[Data provided Boundary: Start]
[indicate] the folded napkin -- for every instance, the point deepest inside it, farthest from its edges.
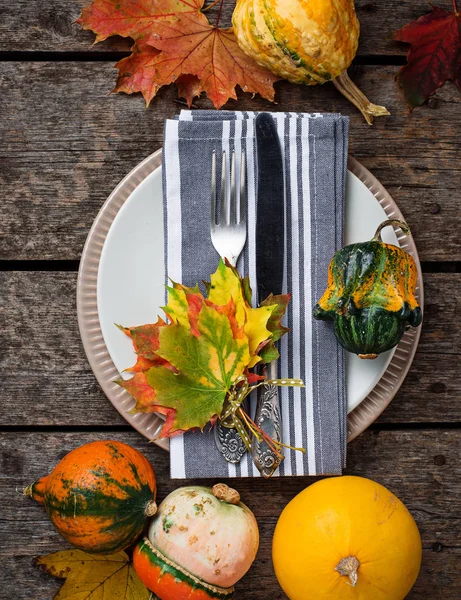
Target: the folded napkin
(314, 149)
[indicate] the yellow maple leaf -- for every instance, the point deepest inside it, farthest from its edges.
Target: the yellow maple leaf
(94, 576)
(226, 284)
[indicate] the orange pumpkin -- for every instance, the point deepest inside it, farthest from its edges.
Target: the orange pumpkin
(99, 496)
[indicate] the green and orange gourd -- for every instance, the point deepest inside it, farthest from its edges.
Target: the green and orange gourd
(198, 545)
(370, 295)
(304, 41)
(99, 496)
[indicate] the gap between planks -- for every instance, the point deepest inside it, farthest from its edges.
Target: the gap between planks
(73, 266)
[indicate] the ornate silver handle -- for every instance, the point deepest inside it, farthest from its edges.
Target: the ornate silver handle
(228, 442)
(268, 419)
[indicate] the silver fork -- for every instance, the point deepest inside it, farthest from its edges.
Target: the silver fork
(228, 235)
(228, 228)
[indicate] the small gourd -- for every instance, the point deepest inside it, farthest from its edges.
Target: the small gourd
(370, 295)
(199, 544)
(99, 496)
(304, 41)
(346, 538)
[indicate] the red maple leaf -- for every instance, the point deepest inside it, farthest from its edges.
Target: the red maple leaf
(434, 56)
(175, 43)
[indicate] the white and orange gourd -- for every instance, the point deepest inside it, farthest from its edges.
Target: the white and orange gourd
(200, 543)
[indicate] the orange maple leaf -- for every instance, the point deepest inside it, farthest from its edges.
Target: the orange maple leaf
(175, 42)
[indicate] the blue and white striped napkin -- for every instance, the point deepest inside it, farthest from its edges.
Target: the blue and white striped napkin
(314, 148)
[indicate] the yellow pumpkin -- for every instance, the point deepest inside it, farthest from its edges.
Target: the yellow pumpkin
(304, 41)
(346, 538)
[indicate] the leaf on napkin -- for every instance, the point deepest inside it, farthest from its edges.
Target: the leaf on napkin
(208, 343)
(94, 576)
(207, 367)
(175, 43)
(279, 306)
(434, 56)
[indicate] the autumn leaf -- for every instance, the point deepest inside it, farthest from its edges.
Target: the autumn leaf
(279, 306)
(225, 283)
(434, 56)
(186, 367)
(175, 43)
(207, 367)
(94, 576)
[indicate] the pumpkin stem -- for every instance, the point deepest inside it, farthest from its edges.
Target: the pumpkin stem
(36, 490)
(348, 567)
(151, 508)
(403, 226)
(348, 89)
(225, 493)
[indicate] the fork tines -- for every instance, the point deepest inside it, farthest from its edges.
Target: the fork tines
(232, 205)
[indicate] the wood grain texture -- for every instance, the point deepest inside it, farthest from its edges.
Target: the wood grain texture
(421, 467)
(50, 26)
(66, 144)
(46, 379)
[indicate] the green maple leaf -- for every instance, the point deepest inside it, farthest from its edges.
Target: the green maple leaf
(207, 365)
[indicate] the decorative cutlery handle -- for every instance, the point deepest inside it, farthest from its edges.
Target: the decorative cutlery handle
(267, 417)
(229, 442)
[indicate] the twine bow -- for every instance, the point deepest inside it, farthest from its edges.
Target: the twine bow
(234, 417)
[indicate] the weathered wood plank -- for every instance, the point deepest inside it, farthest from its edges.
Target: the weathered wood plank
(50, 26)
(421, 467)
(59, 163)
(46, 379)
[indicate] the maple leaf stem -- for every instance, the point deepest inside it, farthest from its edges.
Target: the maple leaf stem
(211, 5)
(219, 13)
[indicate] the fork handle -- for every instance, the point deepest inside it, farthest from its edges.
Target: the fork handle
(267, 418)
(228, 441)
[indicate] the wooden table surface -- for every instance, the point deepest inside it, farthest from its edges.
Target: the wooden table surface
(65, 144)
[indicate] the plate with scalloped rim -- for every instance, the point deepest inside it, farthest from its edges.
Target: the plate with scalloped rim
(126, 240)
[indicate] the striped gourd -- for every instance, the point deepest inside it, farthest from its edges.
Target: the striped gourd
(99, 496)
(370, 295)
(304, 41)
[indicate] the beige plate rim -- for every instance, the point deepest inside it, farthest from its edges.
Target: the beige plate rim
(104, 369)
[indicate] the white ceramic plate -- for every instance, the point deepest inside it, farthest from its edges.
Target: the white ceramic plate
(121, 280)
[Data provided Boundary: End]
Reproduce exactly every line between the line with "Target: the wooden table surface" and the last line of the records above, both included.

Target: the wooden table surface
(65, 144)
[indicate] the plate with scalloped rim -- for every instance, the point deepest inside it, farthest from its edges.
Target: the plate with scalloped rim
(126, 240)
[indicate] the striped gourd -- for every instance, the point deepest inside it, farthest from its edges.
Target: the striped gourd
(99, 496)
(370, 295)
(304, 41)
[indicate] the beige plate rim -- for every instance, the point deepest inside it, farthest from its edges.
Target: the beige plate rim
(104, 369)
[indicate] the white ceramic plate -- for every instance, the point deepest inside it, farthest from its edges.
Target: the white ceramic plate
(121, 280)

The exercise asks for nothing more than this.